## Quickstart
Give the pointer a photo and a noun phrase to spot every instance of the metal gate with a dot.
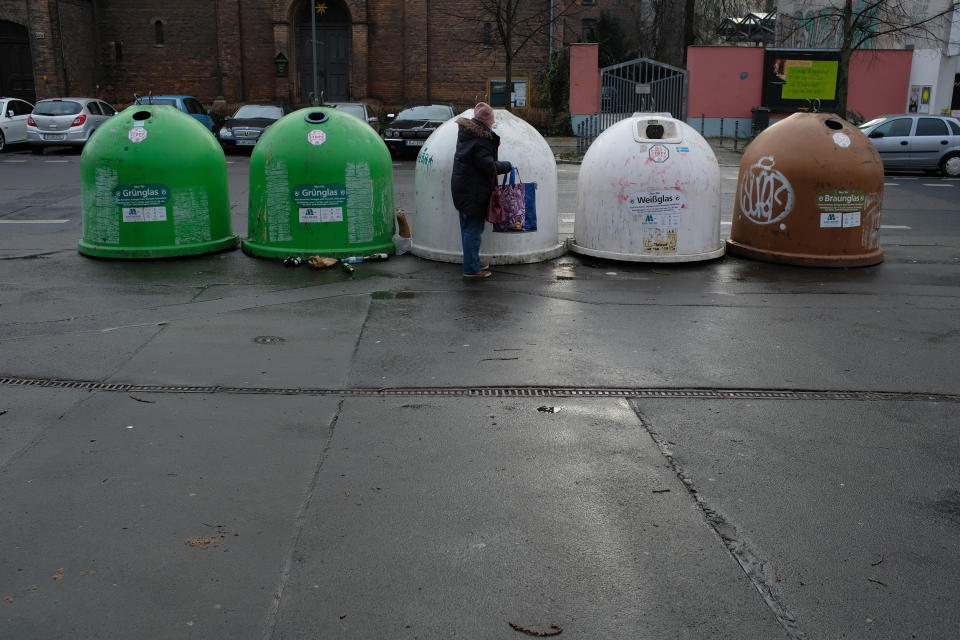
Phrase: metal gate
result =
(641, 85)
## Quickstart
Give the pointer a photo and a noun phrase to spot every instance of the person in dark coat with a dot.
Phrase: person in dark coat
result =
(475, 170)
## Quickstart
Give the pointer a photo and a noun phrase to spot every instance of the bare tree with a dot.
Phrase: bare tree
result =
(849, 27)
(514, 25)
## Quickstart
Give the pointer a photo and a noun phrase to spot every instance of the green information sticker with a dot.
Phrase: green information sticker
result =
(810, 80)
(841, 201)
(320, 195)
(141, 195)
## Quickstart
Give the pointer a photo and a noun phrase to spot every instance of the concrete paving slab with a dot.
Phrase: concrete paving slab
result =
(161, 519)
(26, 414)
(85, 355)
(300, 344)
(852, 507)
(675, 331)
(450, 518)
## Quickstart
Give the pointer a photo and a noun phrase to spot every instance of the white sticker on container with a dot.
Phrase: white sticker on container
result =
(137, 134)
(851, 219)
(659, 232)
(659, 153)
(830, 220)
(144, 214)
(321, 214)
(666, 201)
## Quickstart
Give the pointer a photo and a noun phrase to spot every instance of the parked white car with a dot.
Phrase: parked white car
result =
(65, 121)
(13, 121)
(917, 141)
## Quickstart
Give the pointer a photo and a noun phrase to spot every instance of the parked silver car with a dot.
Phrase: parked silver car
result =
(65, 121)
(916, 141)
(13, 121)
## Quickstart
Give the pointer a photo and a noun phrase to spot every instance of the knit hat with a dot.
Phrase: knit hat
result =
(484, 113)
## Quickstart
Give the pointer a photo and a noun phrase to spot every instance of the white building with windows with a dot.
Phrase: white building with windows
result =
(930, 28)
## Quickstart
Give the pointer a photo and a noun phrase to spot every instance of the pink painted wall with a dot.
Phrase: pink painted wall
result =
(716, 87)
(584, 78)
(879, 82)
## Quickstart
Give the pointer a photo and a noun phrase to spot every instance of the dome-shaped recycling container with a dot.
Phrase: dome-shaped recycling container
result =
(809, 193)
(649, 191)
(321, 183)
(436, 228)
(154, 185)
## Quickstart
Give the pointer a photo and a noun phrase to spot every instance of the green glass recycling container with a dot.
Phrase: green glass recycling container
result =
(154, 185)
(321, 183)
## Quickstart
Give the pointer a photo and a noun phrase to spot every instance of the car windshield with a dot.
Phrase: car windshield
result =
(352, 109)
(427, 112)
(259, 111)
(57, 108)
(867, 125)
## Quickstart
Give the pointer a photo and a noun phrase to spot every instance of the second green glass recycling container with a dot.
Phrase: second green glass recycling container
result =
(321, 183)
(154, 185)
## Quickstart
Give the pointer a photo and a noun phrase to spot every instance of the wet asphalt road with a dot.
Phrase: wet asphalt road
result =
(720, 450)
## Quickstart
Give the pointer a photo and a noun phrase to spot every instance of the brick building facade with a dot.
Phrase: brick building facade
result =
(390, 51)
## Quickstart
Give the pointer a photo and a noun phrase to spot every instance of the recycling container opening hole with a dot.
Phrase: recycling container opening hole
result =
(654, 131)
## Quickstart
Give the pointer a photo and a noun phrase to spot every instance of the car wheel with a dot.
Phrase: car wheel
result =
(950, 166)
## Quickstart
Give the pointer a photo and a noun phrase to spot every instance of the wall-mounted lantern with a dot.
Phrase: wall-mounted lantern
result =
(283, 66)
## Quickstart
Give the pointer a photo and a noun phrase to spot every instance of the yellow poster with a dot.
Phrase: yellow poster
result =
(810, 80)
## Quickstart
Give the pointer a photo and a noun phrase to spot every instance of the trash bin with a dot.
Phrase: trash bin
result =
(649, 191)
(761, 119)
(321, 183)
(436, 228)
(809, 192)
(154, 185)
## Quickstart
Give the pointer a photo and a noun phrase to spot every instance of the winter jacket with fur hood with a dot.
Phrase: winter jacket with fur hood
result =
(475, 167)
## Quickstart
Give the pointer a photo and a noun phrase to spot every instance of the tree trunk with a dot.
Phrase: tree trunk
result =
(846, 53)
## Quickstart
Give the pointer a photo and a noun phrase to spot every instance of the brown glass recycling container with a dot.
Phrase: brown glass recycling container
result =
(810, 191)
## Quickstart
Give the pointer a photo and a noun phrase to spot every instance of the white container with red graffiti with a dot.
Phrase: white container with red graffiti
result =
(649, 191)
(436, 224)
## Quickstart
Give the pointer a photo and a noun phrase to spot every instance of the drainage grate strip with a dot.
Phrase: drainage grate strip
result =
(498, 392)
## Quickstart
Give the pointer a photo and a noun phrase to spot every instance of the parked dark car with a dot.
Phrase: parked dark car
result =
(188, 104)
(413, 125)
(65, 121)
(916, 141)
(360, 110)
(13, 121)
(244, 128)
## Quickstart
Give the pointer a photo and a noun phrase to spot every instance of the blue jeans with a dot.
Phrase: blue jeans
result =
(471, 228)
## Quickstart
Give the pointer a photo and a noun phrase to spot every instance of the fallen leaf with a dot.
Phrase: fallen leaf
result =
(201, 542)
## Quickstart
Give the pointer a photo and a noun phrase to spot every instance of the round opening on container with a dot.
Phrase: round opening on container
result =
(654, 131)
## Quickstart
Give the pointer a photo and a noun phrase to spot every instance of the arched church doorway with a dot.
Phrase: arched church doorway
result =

------------------------

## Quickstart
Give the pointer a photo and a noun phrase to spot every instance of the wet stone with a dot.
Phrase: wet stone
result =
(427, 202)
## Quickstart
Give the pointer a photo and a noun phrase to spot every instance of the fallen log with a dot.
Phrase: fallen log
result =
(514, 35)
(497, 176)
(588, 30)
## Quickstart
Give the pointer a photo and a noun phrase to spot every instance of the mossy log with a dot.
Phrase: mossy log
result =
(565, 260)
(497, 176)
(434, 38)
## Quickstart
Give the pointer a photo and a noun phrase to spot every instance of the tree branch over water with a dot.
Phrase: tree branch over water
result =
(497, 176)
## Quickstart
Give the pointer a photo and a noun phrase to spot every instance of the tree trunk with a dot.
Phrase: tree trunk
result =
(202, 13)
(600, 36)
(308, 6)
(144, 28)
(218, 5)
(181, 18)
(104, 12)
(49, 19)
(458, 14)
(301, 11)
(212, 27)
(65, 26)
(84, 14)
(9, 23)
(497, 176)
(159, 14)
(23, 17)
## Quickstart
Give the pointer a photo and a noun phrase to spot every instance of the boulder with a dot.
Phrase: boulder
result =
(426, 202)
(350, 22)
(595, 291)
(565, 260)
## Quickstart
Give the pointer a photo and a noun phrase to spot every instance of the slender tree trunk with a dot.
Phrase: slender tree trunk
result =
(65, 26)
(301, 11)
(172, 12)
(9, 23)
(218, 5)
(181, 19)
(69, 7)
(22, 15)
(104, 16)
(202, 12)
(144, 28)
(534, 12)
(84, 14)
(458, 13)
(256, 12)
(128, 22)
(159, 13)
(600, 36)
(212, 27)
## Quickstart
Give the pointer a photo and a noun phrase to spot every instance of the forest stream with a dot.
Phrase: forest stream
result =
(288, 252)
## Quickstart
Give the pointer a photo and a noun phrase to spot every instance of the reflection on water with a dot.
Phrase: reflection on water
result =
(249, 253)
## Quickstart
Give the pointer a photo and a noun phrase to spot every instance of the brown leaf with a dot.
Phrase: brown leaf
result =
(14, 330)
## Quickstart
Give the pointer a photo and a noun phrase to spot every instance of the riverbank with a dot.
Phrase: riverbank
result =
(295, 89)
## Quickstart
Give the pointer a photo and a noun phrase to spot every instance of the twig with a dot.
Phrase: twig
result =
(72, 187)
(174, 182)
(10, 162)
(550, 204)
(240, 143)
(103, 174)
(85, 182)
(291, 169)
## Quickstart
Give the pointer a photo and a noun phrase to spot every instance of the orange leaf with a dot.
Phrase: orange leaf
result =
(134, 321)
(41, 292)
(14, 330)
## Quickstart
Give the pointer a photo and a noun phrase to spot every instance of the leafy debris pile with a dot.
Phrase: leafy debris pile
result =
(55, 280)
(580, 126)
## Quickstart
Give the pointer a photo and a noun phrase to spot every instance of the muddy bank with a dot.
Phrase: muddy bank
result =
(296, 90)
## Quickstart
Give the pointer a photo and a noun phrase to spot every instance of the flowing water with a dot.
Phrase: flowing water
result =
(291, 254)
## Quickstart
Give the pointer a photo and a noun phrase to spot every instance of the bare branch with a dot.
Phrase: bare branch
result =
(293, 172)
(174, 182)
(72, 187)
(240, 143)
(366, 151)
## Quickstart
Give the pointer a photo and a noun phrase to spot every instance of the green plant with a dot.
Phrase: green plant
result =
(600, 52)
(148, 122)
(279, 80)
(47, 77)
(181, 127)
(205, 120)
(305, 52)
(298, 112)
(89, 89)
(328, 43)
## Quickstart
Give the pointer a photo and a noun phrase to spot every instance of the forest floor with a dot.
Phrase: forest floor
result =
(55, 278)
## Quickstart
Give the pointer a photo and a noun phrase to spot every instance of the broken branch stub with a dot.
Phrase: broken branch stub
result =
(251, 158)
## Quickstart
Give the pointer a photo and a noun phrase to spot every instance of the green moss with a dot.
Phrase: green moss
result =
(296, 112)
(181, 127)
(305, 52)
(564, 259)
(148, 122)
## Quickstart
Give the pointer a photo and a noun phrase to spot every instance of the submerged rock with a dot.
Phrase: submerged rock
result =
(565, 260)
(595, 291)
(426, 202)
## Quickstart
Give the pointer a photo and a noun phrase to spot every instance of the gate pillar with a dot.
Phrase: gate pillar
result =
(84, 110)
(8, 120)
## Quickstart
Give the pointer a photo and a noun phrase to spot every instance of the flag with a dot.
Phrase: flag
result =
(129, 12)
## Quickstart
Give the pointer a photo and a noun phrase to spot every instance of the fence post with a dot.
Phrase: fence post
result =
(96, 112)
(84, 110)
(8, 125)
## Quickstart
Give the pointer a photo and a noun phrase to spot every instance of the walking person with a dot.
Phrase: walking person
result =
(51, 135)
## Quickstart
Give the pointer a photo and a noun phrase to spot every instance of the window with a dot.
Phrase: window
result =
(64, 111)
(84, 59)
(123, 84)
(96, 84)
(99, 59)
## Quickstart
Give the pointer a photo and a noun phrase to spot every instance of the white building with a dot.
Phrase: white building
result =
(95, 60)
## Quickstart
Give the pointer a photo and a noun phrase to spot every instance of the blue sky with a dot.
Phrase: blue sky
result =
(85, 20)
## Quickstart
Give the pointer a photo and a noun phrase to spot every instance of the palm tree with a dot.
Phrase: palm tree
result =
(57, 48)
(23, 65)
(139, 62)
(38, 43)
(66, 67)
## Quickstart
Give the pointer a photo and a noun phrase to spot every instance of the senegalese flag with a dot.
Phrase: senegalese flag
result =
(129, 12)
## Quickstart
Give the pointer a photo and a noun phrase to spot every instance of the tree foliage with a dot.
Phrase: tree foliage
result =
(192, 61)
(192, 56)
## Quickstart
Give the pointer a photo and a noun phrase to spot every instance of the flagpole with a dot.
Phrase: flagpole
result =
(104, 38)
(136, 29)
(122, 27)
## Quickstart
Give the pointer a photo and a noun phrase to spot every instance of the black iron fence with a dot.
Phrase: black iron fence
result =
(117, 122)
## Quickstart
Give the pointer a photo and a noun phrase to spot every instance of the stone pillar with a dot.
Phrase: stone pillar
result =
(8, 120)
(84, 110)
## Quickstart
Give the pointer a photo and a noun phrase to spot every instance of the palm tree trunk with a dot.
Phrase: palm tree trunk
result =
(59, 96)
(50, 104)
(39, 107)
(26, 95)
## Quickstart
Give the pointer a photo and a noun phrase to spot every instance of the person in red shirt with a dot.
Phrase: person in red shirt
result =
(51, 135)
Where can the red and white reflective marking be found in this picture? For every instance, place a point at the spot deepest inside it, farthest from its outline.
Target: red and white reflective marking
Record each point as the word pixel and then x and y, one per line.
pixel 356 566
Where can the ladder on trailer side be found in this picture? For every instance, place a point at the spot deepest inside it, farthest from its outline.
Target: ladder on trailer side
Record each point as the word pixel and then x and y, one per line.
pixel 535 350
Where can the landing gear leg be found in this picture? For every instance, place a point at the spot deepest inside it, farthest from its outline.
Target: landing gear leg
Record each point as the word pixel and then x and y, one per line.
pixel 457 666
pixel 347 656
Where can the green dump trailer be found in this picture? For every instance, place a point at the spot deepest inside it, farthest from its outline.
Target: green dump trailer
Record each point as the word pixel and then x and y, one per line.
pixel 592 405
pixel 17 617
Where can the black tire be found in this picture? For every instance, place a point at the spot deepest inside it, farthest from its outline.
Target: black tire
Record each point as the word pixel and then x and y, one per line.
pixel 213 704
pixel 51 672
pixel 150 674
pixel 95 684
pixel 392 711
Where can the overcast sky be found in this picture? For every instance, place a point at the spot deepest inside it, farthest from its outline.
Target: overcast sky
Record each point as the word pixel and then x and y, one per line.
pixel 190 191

------------------------

• Exercise goal: Go through the records and count the lines that include "dump", then give only that number.

• The answer: 2